> [Your instructions]
Starting at the line that contains "Could you please point out the rocky outcrop", copy each line through the final one exactly as written.

> [Record set]
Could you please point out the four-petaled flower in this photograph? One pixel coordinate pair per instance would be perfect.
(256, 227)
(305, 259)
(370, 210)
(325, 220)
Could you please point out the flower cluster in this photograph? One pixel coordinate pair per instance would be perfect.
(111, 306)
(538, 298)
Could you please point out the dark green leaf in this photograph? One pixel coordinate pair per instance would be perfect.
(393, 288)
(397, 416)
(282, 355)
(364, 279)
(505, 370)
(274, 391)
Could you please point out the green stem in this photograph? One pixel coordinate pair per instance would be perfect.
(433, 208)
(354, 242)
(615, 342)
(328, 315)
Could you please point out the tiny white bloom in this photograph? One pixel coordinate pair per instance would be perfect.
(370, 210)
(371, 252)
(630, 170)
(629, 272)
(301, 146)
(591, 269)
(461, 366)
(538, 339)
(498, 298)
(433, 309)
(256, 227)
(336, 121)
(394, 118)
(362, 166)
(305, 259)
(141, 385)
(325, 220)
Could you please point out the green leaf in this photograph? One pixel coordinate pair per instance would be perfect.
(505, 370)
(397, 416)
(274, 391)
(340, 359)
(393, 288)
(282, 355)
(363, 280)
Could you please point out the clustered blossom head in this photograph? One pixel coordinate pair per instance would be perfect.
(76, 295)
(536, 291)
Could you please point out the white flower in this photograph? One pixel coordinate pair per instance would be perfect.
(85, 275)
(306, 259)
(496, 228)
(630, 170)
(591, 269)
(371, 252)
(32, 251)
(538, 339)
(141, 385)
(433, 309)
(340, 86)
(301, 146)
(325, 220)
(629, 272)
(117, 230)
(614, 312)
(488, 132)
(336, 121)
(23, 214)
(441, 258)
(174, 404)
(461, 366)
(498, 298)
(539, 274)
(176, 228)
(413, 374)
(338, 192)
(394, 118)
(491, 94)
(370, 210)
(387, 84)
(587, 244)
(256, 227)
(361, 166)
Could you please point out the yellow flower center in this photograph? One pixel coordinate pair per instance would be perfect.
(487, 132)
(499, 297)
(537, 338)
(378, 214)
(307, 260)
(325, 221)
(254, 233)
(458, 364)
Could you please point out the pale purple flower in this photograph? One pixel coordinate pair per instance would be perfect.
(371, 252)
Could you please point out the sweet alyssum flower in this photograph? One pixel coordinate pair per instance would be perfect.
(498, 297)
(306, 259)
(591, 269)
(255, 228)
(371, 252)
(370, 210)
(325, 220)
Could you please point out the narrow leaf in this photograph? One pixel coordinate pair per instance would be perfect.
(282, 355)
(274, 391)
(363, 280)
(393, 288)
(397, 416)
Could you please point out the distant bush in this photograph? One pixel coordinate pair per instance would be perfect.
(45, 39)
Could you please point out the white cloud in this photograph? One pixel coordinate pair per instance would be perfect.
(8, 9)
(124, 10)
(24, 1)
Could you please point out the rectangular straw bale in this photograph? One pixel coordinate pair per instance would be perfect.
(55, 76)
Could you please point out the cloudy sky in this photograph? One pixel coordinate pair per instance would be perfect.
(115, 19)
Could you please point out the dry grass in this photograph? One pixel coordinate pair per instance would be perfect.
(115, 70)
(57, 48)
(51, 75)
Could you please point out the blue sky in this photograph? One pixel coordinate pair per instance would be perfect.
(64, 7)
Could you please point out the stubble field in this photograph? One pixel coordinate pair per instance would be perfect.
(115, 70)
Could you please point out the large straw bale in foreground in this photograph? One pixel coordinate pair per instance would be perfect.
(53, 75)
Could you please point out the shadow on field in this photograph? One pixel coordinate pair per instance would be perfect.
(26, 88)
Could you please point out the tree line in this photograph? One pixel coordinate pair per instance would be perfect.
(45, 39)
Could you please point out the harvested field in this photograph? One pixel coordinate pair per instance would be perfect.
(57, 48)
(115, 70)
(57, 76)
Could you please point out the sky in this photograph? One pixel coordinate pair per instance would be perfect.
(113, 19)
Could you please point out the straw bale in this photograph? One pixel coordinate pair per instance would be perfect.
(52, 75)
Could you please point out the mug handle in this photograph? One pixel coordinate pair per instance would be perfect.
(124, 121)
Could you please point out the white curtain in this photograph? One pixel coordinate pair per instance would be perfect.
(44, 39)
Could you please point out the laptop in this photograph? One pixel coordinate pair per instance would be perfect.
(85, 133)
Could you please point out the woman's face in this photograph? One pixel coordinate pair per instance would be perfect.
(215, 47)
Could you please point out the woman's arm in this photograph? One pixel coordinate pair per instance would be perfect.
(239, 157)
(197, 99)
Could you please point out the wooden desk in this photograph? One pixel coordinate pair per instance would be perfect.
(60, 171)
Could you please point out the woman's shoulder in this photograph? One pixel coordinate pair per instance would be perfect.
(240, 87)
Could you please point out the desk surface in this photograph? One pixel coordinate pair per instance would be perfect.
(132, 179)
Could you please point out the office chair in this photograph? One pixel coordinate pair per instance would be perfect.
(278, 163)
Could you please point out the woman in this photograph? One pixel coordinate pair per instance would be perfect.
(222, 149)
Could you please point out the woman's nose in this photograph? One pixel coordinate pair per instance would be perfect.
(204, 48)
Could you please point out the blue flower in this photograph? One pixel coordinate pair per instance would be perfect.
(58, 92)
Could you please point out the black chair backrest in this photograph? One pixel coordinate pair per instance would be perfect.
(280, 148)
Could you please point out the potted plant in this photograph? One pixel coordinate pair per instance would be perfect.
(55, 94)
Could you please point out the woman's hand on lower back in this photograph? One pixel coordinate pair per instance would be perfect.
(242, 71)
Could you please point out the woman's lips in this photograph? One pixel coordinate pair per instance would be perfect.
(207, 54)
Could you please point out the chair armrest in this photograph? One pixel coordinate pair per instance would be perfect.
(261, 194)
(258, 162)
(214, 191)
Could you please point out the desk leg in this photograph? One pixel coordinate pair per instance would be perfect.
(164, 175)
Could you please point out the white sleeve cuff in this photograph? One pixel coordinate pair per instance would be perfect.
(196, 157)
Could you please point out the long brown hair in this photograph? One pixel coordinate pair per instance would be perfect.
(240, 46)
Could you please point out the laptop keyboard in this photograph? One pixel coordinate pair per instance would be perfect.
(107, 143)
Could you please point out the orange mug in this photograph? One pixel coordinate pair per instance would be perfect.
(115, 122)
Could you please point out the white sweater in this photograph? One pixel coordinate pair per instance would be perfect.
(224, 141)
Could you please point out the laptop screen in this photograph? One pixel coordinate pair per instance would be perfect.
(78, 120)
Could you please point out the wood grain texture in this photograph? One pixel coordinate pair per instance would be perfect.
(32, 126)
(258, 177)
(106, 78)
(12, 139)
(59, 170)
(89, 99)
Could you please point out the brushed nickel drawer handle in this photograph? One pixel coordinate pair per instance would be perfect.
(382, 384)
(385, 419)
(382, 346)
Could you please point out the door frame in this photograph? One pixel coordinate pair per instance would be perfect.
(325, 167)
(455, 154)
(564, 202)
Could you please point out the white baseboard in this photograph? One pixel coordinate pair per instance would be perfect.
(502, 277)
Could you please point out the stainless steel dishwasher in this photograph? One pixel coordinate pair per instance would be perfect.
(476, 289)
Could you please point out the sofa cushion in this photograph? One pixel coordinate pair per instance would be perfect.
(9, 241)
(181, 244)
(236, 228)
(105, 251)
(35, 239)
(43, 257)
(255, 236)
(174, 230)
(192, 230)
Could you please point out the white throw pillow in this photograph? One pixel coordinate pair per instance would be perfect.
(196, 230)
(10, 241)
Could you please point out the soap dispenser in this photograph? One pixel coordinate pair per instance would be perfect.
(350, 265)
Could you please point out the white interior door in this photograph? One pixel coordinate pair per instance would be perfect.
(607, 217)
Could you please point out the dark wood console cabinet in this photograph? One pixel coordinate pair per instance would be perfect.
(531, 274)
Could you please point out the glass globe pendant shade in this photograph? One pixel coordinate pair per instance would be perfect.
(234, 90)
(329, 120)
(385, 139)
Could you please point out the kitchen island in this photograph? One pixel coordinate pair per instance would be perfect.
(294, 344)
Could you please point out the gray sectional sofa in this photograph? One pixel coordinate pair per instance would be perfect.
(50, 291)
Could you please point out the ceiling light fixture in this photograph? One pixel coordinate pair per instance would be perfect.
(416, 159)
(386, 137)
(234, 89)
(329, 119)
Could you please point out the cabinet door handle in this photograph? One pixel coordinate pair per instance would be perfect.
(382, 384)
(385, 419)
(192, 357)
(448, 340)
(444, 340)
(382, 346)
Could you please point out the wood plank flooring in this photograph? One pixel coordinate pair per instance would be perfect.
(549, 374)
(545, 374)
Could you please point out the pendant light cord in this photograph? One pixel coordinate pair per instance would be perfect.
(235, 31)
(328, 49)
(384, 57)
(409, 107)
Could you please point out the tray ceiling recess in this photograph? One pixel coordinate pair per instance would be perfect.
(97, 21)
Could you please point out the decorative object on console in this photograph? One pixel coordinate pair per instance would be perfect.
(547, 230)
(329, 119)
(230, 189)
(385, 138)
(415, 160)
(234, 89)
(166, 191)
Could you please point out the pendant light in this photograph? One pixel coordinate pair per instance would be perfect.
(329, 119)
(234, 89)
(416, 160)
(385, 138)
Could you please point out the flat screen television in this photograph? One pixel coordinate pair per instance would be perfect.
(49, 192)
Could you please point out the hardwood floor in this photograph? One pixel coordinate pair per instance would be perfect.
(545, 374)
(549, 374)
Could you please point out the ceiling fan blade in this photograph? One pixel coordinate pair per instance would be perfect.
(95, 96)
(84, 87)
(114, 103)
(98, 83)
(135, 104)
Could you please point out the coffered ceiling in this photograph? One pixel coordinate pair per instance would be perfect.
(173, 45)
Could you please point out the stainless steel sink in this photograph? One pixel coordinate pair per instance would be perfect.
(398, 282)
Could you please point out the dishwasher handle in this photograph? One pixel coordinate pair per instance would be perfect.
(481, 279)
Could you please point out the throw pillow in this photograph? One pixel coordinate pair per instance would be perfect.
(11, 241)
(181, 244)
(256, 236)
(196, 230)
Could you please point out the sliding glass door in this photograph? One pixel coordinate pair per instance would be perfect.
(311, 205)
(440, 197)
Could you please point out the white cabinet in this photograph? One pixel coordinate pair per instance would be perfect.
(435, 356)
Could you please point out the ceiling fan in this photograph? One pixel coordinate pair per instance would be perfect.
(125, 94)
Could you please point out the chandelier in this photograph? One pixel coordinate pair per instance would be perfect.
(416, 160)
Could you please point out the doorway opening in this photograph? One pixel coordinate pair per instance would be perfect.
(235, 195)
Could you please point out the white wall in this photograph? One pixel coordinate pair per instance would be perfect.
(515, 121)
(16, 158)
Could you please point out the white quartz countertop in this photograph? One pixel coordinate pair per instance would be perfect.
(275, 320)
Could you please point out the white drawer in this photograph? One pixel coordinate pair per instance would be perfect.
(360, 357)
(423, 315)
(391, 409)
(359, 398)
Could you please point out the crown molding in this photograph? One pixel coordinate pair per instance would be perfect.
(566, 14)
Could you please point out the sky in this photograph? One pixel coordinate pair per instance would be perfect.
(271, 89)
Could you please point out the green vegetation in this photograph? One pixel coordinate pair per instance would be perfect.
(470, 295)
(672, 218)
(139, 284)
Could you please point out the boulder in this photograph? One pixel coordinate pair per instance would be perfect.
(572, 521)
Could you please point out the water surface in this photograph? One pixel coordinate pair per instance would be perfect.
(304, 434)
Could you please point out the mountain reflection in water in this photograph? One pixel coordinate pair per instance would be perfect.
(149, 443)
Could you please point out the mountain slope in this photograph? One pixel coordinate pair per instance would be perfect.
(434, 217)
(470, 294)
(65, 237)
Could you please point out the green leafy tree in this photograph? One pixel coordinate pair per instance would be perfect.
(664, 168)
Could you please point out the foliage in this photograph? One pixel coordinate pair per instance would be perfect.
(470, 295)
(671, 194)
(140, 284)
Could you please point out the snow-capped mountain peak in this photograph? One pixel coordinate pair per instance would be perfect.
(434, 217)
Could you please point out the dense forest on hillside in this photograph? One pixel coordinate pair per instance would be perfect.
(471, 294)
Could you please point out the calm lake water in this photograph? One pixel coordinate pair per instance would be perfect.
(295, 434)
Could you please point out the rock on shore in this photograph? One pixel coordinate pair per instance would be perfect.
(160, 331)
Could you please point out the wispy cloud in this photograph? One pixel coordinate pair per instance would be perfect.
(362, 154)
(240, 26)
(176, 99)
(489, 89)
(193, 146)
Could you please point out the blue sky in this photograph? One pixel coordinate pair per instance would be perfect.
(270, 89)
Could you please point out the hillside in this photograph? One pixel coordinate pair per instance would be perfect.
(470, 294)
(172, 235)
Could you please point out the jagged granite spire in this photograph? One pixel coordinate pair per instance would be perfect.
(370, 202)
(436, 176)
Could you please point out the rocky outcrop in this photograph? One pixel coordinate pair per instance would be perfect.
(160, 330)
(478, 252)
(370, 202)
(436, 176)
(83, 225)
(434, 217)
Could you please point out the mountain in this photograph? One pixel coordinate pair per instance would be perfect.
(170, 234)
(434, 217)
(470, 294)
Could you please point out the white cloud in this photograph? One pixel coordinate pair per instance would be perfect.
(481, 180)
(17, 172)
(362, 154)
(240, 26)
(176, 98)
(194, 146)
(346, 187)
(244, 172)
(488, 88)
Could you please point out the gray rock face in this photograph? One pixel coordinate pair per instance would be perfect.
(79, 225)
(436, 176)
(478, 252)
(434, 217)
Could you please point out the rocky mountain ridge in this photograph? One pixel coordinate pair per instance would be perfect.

> [Solution for this exercise]
Could you please point out the rocky outcrop in this photograph? One pixel coordinate pair per instance would be perfect.
(160, 330)
(478, 252)
(370, 202)
(436, 176)
(83, 225)
(434, 217)
Could you please point out the mountain in this photograph? One pixel coordinate pair per instance would be perfect.
(170, 234)
(434, 217)
(470, 294)
Could you please point out the white cloud in this photograph? One pixel coordinate pair per instance would be perfect.
(481, 180)
(17, 172)
(362, 154)
(240, 26)
(176, 98)
(194, 146)
(346, 187)
(244, 172)
(488, 88)
Could you please point out the gray rock face in this photograph? One pixel coordinate pair per instance would be perfect.
(79, 225)
(436, 176)
(478, 252)
(434, 217)
Could you please point out the rocky mountain ridge in this photograph? One pixel coordinate pair per instance would be perfect.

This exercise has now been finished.